## Source
• • • •

Basic Color Correction and Softening Skin

Step One: The Basic panel in Camera Raw has streamlined, slider-based controls for easy color correction and a handy tool for resetting the white balance. Press I to grab the White Balance tool and locate neutral white or gray pixels. As you move your cursor, note the RGB values below the histogram. When they’re similar, click to reset the white balance. Keep clicking until the image looks good to you, and then adjust the Temperature and Tint sliders, as needed.

Step Two: Press U and O on your keyboard to turn on the shadow and highlight clipping warnings, respectively, which outlines their icons in gray. Adjust Exposure and Contrast to your liking, and use the next four sliders to adjust detail in highlights and shadows. If bright red warnings appear, indicating overexposed highlights, try darkening the Highlights or Whites slider (or both). If bright blue warnings appear, indicating underexposed shadows, lighten the Shadows or Blacks slider (or both). To increase contrast in the midtones, drag the Clarity slider rightward (avoid this on portraits as it emphasizes skin texture). To boost colors, use the Vibrance slider.

Step Three: To soften skin, use a negative Clarity adjustment. Press K to grab the Adjustment Brush, and click the minus icon to the left of Clarity twice to set the panel’s sliders to 0 and Clarity to –50. Brush across your subject’s skin. If you paint across an area that you don’t want softened, Option-click-and-drag (PC: Alt-click-and-drag) to put the brush in erase mode. Tip: Turn on the Mask checkbox at lower right to view brushstrokes as a white overlay, and use the Left and Right Bracket keys on your keyboard to decrease and increase the brush size, respectively.

Step Four: Turn off the Mask checkbox (if it’s on) and adjust the Clarity slider to your liking. Any negative setting softens pixels. Click OK.

Fixing Perspective and Darkening a Sky

Step One: The Upright feature in Camera Raw can quickly fix the perspective in your image. Open the Lens Corrections panel. To straighten both vertical and horizontal lines in your image, click the Auto button.

Step Two: The Graduated Filter tool (G) lets you apply adjustments like a real graduated filter that screws onto the end of a lens. It’s handy for fixing overexposed skies because the change is applied gradually across the area you drag over. With the tool selected, drag across the area that needs fixing (Shift-drag to constrain the filter to be perfectly horizontal or vertical). Use the Exposure, Contrast, Highlights, Clarity, and Saturation sliders to adjust the sky to your liking. Tip: Uncheck Mask to see the effect.

• • • •

## Exercise task 1
Count the lines of the records that contain the string "front", treating case as significant, and give only the number.
## Exercise task 2
Write the next part of the Camera Raw guide, picking up after its last sentence.
The Camera Raw guide and the records come from separate, unrelated sources.

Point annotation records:
• • • •

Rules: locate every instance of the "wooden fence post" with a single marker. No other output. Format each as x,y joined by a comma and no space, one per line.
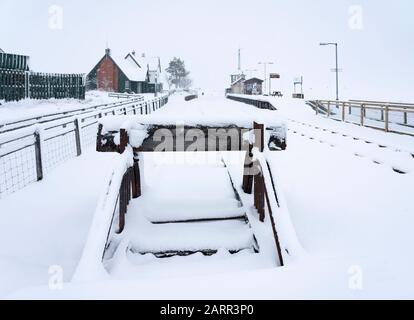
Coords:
248,171
136,184
343,111
259,196
122,206
259,136
38,157
362,114
387,118
77,138
124,140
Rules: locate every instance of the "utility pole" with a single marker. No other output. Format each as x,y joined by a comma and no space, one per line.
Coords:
239,60
336,62
265,74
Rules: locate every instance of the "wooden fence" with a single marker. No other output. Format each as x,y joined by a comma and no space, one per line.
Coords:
254,101
384,109
14,62
17,84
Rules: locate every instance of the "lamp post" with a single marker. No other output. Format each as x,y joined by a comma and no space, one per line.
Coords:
265,64
336,69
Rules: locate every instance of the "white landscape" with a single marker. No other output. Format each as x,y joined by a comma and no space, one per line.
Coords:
338,213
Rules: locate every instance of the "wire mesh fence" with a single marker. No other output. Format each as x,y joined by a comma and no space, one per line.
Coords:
57,150
17,170
27,153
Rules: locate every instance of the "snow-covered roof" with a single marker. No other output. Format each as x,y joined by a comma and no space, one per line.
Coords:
152,63
237,81
254,80
130,68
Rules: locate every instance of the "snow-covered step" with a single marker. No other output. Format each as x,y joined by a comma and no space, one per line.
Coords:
161,210
181,182
231,235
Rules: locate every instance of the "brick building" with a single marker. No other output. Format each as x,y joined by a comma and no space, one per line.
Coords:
128,74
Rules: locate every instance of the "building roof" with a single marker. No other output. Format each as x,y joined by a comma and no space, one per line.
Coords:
253,80
128,66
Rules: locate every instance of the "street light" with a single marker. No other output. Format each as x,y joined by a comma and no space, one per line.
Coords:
336,69
265,69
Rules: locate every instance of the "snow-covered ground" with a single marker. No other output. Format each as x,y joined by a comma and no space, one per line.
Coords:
347,196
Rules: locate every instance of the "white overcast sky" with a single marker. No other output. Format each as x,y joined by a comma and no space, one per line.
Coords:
376,60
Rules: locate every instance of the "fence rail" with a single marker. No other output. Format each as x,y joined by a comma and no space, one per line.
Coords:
16,85
387,116
26,122
27,154
254,101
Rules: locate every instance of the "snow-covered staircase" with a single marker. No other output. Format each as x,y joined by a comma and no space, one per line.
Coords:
186,210
185,213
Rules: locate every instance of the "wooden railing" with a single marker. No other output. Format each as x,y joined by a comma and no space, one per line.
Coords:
254,101
264,192
327,107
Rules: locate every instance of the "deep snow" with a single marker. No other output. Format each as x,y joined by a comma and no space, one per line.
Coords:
352,216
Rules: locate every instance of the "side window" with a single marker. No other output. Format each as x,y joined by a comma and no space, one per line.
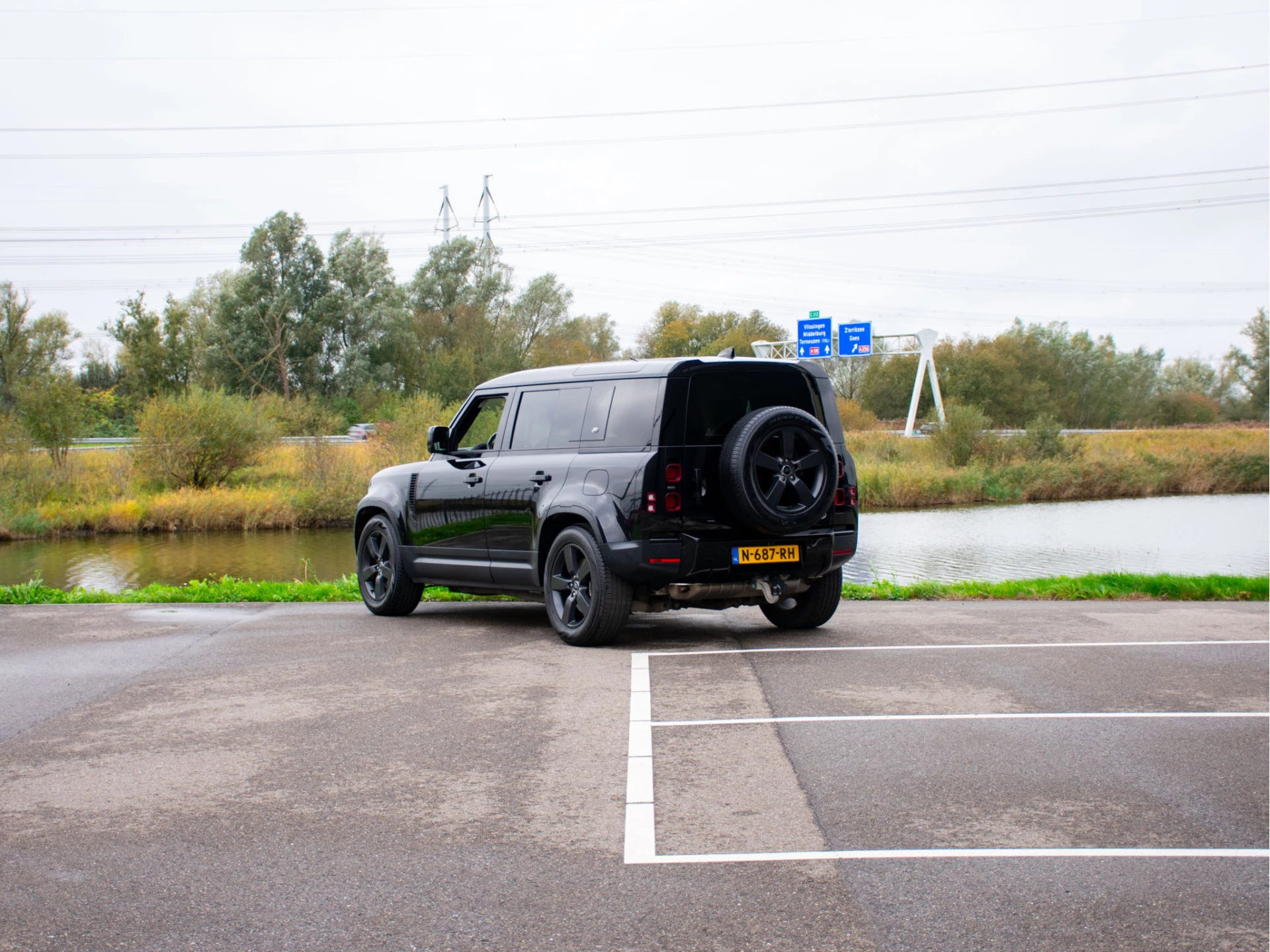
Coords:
595,425
633,413
549,419
532,430
478,430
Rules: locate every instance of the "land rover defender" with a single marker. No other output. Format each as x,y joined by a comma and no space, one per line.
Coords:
628,486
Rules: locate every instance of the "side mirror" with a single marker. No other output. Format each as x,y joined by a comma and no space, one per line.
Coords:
439,439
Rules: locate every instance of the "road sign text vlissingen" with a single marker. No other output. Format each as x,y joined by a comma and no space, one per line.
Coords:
813,336
855,339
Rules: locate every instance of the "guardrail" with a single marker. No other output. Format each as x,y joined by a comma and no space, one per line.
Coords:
124,443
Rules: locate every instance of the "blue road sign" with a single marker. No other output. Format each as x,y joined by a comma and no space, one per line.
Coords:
813,336
855,339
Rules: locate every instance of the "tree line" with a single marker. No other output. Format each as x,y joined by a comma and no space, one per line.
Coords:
1047,370
318,339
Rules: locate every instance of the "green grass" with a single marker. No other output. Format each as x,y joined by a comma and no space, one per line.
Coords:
1114,586
1111,586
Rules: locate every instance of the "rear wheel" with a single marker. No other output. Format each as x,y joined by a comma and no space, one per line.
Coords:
810,609
587,604
386,589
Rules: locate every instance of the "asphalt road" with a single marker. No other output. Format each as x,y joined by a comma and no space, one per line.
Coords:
313,777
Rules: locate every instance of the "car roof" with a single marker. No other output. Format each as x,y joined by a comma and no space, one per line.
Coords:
628,369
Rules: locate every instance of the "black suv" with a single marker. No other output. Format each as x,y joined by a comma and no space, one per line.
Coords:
635,486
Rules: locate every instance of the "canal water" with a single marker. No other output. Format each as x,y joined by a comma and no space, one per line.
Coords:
1183,534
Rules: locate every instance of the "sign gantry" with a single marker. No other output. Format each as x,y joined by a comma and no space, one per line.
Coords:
816,342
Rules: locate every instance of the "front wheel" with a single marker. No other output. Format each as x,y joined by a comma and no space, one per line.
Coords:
587,604
386,589
810,609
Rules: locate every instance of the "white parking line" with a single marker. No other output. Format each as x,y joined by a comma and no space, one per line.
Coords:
1010,716
640,840
962,647
958,855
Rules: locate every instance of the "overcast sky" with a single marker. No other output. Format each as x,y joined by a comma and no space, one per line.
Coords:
886,173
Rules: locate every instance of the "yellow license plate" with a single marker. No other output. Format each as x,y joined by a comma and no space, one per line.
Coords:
756,554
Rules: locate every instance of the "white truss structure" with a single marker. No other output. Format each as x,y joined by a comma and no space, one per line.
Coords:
922,343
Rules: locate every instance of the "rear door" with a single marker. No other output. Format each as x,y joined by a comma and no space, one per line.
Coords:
545,427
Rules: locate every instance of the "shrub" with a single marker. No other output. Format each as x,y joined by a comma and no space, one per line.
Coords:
15,449
1044,439
55,412
962,435
200,439
1176,408
855,417
407,436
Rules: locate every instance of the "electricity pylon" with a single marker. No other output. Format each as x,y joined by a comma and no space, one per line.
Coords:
487,200
444,218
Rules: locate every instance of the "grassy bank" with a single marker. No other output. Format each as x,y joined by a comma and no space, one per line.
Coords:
211,590
1115,586
310,486
1118,586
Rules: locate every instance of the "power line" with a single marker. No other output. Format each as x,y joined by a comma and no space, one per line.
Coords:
931,226
624,140
632,113
837,273
446,206
534,216
412,8
730,237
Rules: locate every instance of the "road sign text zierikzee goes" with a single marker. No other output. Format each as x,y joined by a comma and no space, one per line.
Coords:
855,339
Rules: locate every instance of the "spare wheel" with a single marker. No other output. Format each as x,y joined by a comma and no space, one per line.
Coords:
779,470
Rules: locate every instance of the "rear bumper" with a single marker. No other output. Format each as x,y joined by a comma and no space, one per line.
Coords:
689,558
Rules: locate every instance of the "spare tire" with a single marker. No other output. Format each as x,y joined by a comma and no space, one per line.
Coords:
779,470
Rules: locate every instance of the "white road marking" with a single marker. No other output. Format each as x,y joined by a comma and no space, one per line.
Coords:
949,855
640,840
640,845
962,647
959,717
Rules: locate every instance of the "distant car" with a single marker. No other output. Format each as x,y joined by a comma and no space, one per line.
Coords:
638,486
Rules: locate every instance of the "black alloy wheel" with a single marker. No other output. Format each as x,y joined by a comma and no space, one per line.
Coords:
789,469
778,469
385,586
587,604
571,586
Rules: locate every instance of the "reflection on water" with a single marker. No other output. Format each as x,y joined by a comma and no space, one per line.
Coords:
1181,534
117,562
1184,534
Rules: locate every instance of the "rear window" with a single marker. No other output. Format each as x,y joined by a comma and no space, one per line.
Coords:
610,415
716,401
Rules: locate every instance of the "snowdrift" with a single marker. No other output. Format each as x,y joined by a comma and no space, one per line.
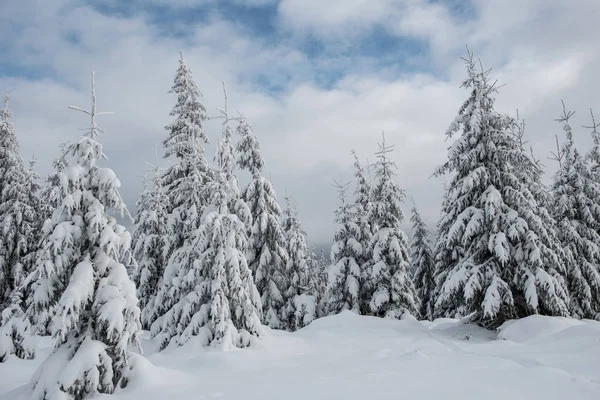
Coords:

• • • •

## Result 1
1

## Result 2
Step Three: To hide the adjustment from an area, click the Brush radio button and then click-and-drag across that area. Tip: To add the adjustment to an area outside the dotted lines, put the Brush in add mode by clicking the button labeled here and then click-and-drag across that spot.

Before

After

 

Split-Toning

Step One: Split-toning introduces creative color by remapping shadows to one color (usually dark) and highlights to another (usually light). There are no right or wrong color choices here, but complementary color combos—orange/blue, yellow/purple, green/red—work well. Open the HSL/Grayscale panel and turn on the Convert to Grayscale checkbox.

Step Two: Open the Split-Toning panel. It’s easier to pick a highlight color after picking a shadow color, so Option-drag (PC: Alt-drag) the Hue slider in the Shadows section to see colors temporarily applied at 100% saturation. Release the Option (PC: Alt) key when you find a color you like and then drag the Saturation slider rightward to apply it. Repeat with the Highlight section’s Hue slider. Use the Balance slider to set a dominant color—drag leftward to favor shadow color or rightward to favor highlight color. Tip: Experiment with setting both Hue sliders to the same color, or try adjusting only the Shadows (remember, the color tint is only visible after increasing Saturation).

Sharpen High-Contrast Edges

The Camera Raw Filter lets you apply localized sharpening with the Adjustments Brush, Radial Filter, and Graduated Filter, but you can also restrict global sharpening to the highest contrast edges, such as the water spray and texture of this baby whale. Open the Detail panel and adjust the sharpening Amount and Radius sliders. Next, Option-drag (PC: Alt-drag) the Masking slider rightward to restrict sharpening based on contrast; areas that will be sharpened appear white and areas that won’t appear black. Tip: Use this technique on portraits to avoid accentuating skin texture.

Custom Edge Vignette

If your focal point isn’t centered, the Lens Vignetting sliders in the Lens Corrections panel won’t do you much good. Instead, create a custom edge vignette using the Radial Filter (J). Draw an oval atop your image. Reposition it using the red pin and resize it using the square handles around the circle. Set all sliders to 0 and then drag Exposure leftward to darken the edges outside the circle. Make sure Effect at the bottom of the panel is set to Outside.

As you can see, the Camera Raw Filter is well worth using. Until next time, may the creative force be with you all.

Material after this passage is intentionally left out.